____ SOURCE RECORDS

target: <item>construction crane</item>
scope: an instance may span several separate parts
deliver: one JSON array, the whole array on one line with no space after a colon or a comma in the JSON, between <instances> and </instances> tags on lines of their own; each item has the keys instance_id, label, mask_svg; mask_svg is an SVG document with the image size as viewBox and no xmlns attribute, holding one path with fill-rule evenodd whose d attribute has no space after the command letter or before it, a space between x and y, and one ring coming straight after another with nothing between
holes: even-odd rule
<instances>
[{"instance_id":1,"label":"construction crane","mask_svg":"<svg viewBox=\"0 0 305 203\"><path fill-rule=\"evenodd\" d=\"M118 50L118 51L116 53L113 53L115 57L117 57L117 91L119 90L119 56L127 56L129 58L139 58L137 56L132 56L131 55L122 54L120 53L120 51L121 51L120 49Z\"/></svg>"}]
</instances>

________

INSTRUCTIONS TO FOLLOW
Can you convert these lines into a JSON list of strings, with one string per line and blank lines omitted?

SOLUTION TO THE EXERCISE
[
  "target: <item>construction crane</item>",
  "scope: an instance may span several separate parts",
  "deliver: one JSON array, the whole array on one line with no space after a colon or a comma in the JSON, between <instances> and </instances> tags on lines of their own; each item has the keys instance_id, label, mask_svg; mask_svg is an SVG document with the image size as viewBox and no xmlns attribute, holding one path with fill-rule evenodd whose d attribute has no space after the command letter or before it, a space between x and y, and one ring coming straight after another with nothing between",
  "holes: even-odd rule",
  "<instances>",
  "[{\"instance_id\":1,\"label\":\"construction crane\",\"mask_svg\":\"<svg viewBox=\\\"0 0 305 203\\\"><path fill-rule=\\\"evenodd\\\" d=\\\"M118 50L118 51L116 53L113 53L115 57L117 57L117 91L119 90L119 56L127 56L129 58L139 58L137 56L132 56L131 55L122 54L120 53L120 51L121 51L120 49Z\\\"/></svg>\"}]",
  "</instances>"
]